Tekstgedeelte
Historische Vereniging Koog-Zaandijk

In memoriam: “Dikke Ties”

Het was in 1959 dat ik mijn entree maakte in de Openbare Lagere School in de Tuinstraat te Zaandijk. Ik kreeg in de eerste en tweede klas les van juf de Groot. In de derde klas werd ik onderwezen door mevrouw Benink. De vierde klas werd gevolgd bij meester “Apie” Kleyn. In de vijfde kwam meester de Boer. De zesde werd geleid door het schoolhoofd, meester Tiesinga. Al die jaren werden we door conciërge Lubbers, ook wel “de scheve nachtwacht” genoemd, in de gaten gehouden. In 1965 verliet ik de school met een getuigschrift en ging naar het Zaanlands Lyceum.

Het zijn maar een paar zinnen, enkele woorden, maar wel zes jaar van mijn leven in Zaandijk.

Openbare Lagere School in de Tuinstraat te Zaandijk vanuit de lucht gezien. Foto: Westzaanse Digitale Beeldbank

De eerste twee jaren bij juf de Groot zijn mij als dierbaar bijgebleven. Deze onderwijzeres vertrok hierna naar Dieren. Zelf verhuisde ik in januari 1967 naar …….. Dieren. Ik heb mijn juf daar nog opgezocht in de Valkenlaan. Ik heb haar oudste spruit een bordje vla mogen voeren. Helaas vertrok zij al snel daarna naar Zwanenburg waar haar man werk had gevonden. Einde van dit hernieuwde contact.

De derde klas werd doorlopen bij mevrouw Benink. Streng maar rechtvaardig. Zij vertrok naar een rusthuis in Oosterbeek en overleed daar uiteindelijk.

De vierde klas bij meester Kleyn. De man kon mooi voorlezen. “Kek, de koper-eskimo”, staat mij nog bij. Aan zijn vertelsels hebben meer mensen een goede herinnering. Hoe hij aan zijn bijnaam “Apie” is gekomen, weet ik niet.

De vijfde klas werd bij een nieuwe leraar gevolgd, meester de Boer. Hij kwam op zijn motor uit Purmerend om bij ons les te geven.

De zesde klas was het domein van meester Tiesinga, “Dikke Ties”. Deze bijnaam mocht alleen op zijn verjaardag worden gebruikt. Op die dag hoste hij over de volle breedte van het schoolplein met een schare jonge dames aan zijn zijde. Er werd gezongen: “Dikke Ties gaat nooit verloren, trek hem aan zijn oren”. Alleen op die dag mocht het, 11 oktober.

Handenarbeid kregen we van hem, op de zolder aan de Tuinstraat. Eerst een kapstokje maken, een plankje met 4 door de ouders te betalen ophanghaakjes van een kwartje per stuk.. Het ging niet om de kapstok. Het ging over schuren en lakken. Als je goed kon schuren en lakken, mocht je meehelpen aan het onderhoud van de bootjes van “de Onderlinge “die in de winter op de zolder lagen. Urenlang schuren met waterproof schuurpapier en water. Het lakken werd door leden van de vereniging gedaan. De bootjes waren door generaties voor mij gemaakt. Fragmenten van deze werkzaamheden zijn te zien op een video getiteld: “Mijn Zaanstreek”. De net gebouwde bootjes worden op een vrachtwagen van Willem Duis, van de Parkstraat, geladen.

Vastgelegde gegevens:
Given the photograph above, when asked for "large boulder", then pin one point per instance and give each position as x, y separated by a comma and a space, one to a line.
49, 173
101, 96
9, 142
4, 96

Gegeven opdracht 1
Vanuit welke plaats kwam meester de Boer volgens de herinneringen aan de lagere school in Zaandijk op zijn motor lesgeven?
Gegeven opdracht 2
Schrijf uit de herinneringen aan de lagere school in Zaandijk woordelijk alles over vanaf "De derde klas werd doorlopen" tot en met "het, 11 oktober.".
Gegeven opdracht 3
Schrijf de herinneringen aan de lagere school in de Tuinstraat verder, te beginnen na de laatste zin.

Antwoord opdracht 1
Uit Purmerend.

Antwoord opdracht 2
De derde klas werd doorlopen bij mevrouw Benink. Streng maar rechtvaardig. Zij vertrok naar een rusthuis in Oosterbeek en overleed daar uiteindelijk.

De vierde klas bij meester Kleyn. De man kon mooi voorlezen. “Kek, de koper-eskimo”, staat mij nog bij. Aan zijn vertelsels hebben meer mensen een goede herinnering. Hoe hij aan zijn bijnaam “Apie” is gekomen, weet ik niet.

De vijfde klas werd bij een nieuwe leraar gevolgd, meester de Boer. Hij kwam op zijn motor uit Purmerend om bij ons les te geven.

De zesde klas was het domein van meester Tiesinga, “Dikke Ties”. Deze bijnaam mocht alleen op zijn verjaardag worden gebruikt. Op die dag hoste hij over de volle breedte van het schoolplein met een schare jonge dames aan zijn zijde. Er werd gezongen: “Dikke Ties gaat nooit verloren, trek hem aan zijn oren”. Alleen op die dag mocht het, 11 oktober.

Antwoord opdracht 3
In de vijfde en zesde klas stond er voor een kleine groep leerlingen op de zaterdag na de lessen, dus na 12 uur, Frans op het programma. Dit werd gegeven door meester Been, die meestal abusievelijk Poot werd genoemd. Hij woonde op de Berkenweg, weet ik nog. De eerste kennismaking met deze taal was de zin: “Papa fume une pipe”, dat vergeet je nooit meer. Ik heb uiteindelijk 8 jaar lang les in de Franse taal gehad en kan me probleemloos redden tijdens een vakantie in Frankrijk.

Naast de lessen Frans kregen we bijles in Nederlands van Tiesinga, ook op de zaterdag na de gewone lessen. Zinsontleding. Het mapje met deze lessen heb ik nog steeds bij mij op zolder liggen. Ik ben er echt niet slechter van geworden.

Het schoolteam in 1953 van de Tuinstraatschool v.l.n.r. G.H.L. Tiesinga, mej. J.C. Hulscher, G.J. Kleyn, W. Drost (gymleraar), C.P. Engel, J.P. Lubbers (concierge), Tj. Tromp, mej. J.A. Blom, mevr. Burgerjon, W. van Klaveren, mej. M.B.J. Benink en mej. C.M. Ottevanger.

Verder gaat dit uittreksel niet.